Work order 1: From the article about the kidney donation surprise, reproduce word for word the part that opens with the words containing "The bond between Best" and closes with "other last fall.".
Work order 2: In the article about the kidney donation surprise, what message was printed on the T-shirt Chase Best pulled out at mid-court?

Text passage:
BEST DAY EVER
George Browning, Sports Writer, [email protected]
There is a saying that the bond between a player and a coach lasts a lifetime. Never more has that been on display like it was Friday night at Corydon Central High School.
Chase Best, who does a variety of things at his alma mater, including coaching, groundskeeping and, frankly, whatever else he is needed to do, got the surprise of his life when he found out his former Little League coach, Jake Yonkers, was going to donate one of his kidneys to him.
The attempt to keep the moment a surprise was successful because Best said he didn’t have a clue before the reveal was made during halftime of the boys’ varsity basketball game.
“I knew it was going to be a ‘green out’; that’s all I knew,” he said. “I didn’t even realize there were going to be special shirts made. (Chase’s wife, Heather) said the idea started last week, and I don’t know how so many people were able to keep it a secret for that long.”
The “green out” was designed to raise awareness for kidney disease. T-shirts were sold with proceeds benefiting the cause. According to the LivingKidney Donor Network, there are more than 93,000 people in the United States waiting for a kidney transplant; about 12 of them die each day.
Best, who is battling kidney disease to the point where he does dialysis several times a week, was called to mid-court during the midway point of the varsity game against Bedford North Lawrence.
Corydon Central athletic director John Atkins explained to those at the game the battle Best faces on a daily basis and then encouraged the crowd to find out how they could become donors by visiting bethematch.org.
Then, Atkins revealed the surprise as Best was given a special gift. Best pulled out a T-shirt that said “Kidney Buddies For Life.” As he looked up in surprise, Yonkers made his way to center court wearing a shirt with the same message. The two embraced and tears flowed throughout the gym.
“Once I read the shirt, I looked up and he was wearing one, too, I thought, ‘No way! This is unreal!’ ” Best said. “It’s the surprise of the lifetime. I am truly speechless about this.”
The bond between Best and Yonkers started in Minor League baseball many years ago and continued at Corydon Central. Yonkers helps out with the soccer program, and Best takes care of the field; the two bumped into each other last fall.
“We would fight for space on the Gator, and he would either give me a ride or I would give him a ride and that’s how we reconnected,” Yonkers said. “I know he is a grown man with a family of his own, but, in a sense, it still feels like he is that 13-year-old kid I got to coach.”
Yonkers also got to coach Best’s daughter in junior high soccer.
“She was about the age her dad was when I got to coach him,” he said. “She is a great kid, and they have a great family.”
Yonkers said he knew that Best was in need of a donor and, once he heard that his condition was worsening, he talked to his wife, Shannon, about seeing if he would be a match.
“I started thinking about it last fall and didn’t follow through because I kept thinking someone else will do it,” Yonkers said. “I knew he had lots of family and friends. Then, once I decided to do it, I didn’t even know how to start. Around Christmastime, Chase started getting worse and was in the hospital. There were a couple of donors who were close and they fell through. After talking with Shannon, I called Chase’s wife to find out how to start the process.”
To be a donor, you have to have the same blood type. Yonkers said he had no idea what blood type he had. He went to donate blood to find out. Once he got that information, the process started.
“I really saw God at work through this whole thing,” Yonkers said. “I called the donation coordinator and got the process started. It’s not an easy process to get through, but I kept passing each step of the process and got to this point.”
When the moment was over Friday night, Best said he was out of breath and he couldn’t get his heart to stop racing. He said to say it was the surprise of a lifetime would be an understatement.
“We never know who is even trying to be worked up to see if they are a match,” Best said. “This truly is amazing. It couldn’t have been any better than finding out here like this. This place is home. The staff and community are great. I put a lot of love and effort into this place because I love it so much and for them to come together and do this is amazing.”
There is no official date set for the transplant surgery, but Best said they have been told it will likely be the end of March or early April.

Information given:

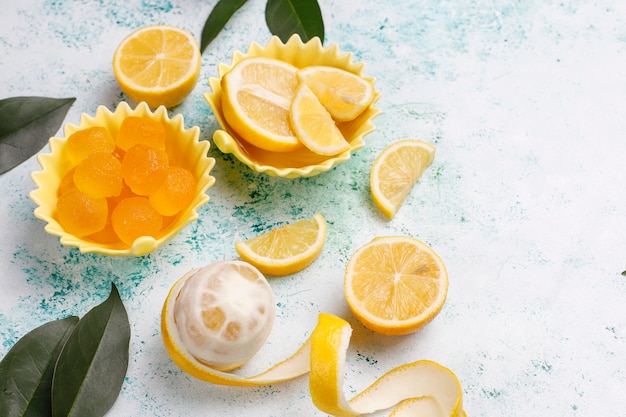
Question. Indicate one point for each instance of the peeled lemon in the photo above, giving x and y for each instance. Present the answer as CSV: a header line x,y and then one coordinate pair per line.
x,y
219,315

...

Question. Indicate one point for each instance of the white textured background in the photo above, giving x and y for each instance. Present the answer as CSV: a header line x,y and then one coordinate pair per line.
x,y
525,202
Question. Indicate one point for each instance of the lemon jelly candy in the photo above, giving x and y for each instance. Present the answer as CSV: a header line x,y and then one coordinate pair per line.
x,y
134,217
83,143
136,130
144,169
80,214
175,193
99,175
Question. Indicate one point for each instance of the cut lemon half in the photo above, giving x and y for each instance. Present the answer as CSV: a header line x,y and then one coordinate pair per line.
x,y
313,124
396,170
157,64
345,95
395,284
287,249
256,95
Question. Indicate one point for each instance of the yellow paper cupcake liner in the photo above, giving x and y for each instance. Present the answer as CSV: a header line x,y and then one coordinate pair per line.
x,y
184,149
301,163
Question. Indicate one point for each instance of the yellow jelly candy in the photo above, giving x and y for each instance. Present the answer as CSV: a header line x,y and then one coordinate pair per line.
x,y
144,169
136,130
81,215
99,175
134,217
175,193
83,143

Task result 1:
The bond between Best and Yonkers started in Minor League baseball many years ago and continued at Corydon Central. Yonkers helps out with the soccer program, and Best takes care of the field; the two bumped into each other last fall.

Task result 2: "Kidney Buddies For Life."